ABOUT THIS EXERCISE - Extract from the article on the Qtern diabetes treatment the passage that opens with the words containing "A new type of" and closes with "metformin and/or sulphonylurea..", copying it word for word.

DOCUMENT EXTRACT -
A new type of treatment for people with type 2 diabetes is now available for use in the UK and the rest of Europe.
Qtern is a fixed dose combination of saxagliptin (marketed as Onglyza) and dapagliflozin (marketed as Forxiga) which comes in the form of a tablet that is taken once a day.
Qtern was approved by the European Commission in July 2016 for use in adults with type 2 diabetes who do not have adequate blood sugar control with metformin and/or sulphonylurea..
The approval of the AstraZeneca drug came after trials involving more than 1,160 adults with type 2 diabetes who displayed improvements in their HbA1c.
The drug combines 5mg of saxaglipti, a dipeptidyl peptidase-4 (DPP-4) inhibitor, with 10mg dapagliflozin 10mg, a sodium-glucose co-transporter 2 (SGLT2) inhibitor.
Dr Luigi Gnudi, professor of diabetes and metabolic medicine and head of the unit for metabolic medicine, cardiovascular division, King’s College London, Guy’s and St Thomas NHS Foundation Trust, said: “DPP-4 inhibitors and SGLT2 inhibitors are commonly prescribed together as they have complementary mechanisms of action to help improve glycemic control in people with type 2 diabetes.
“Being available together in a single tablet provides another treatment option that can help to improve glycemic control while reducing the pill burden. As a complex, progressive disease with many comorbidities, this is a welcome development for patients.”
The National Institute for Health and Care Excellence (NICE) will not be reviewing Qter, so any decisions for it to be used by the health service will be made by NHS England at local level.
The Scottish Medicines Consortium (SMC) and All Wales Medicines Strategy Group (AWMSG) will assess the drug later this year.

DATASET RECORDS -
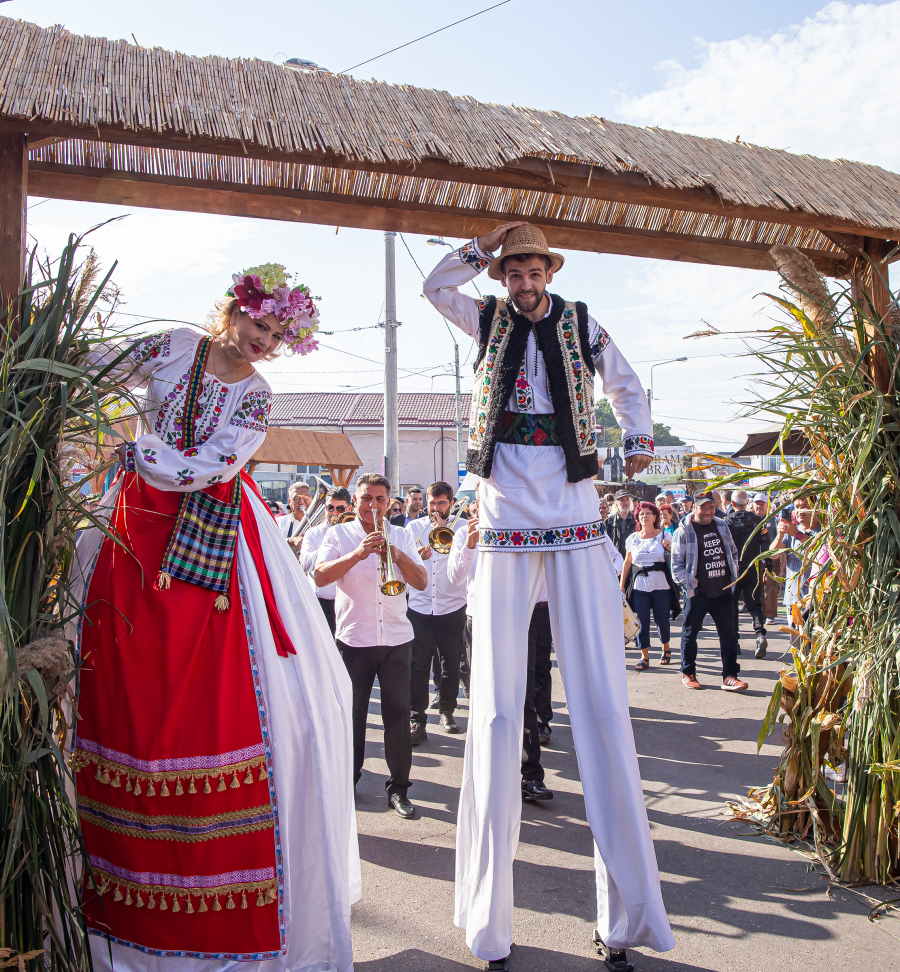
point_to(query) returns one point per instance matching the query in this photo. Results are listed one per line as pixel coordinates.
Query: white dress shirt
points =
(309, 553)
(365, 617)
(528, 491)
(441, 596)
(289, 524)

EXERCISE RESPONSE -
A new type of treatment for people with type 2 diabetes is now available for use in the UK and the rest of Europe.
Qtern is a fixed dose combination of saxagliptin (marketed as Onglyza) and dapagliflozin (marketed as Forxiga) which comes in the form of a tablet that is taken once a day.
Qtern was approved by the European Commission in July 2016 for use in adults with type 2 diabetes who do not have adequate blood sugar control with metformin and/or sulphonylurea..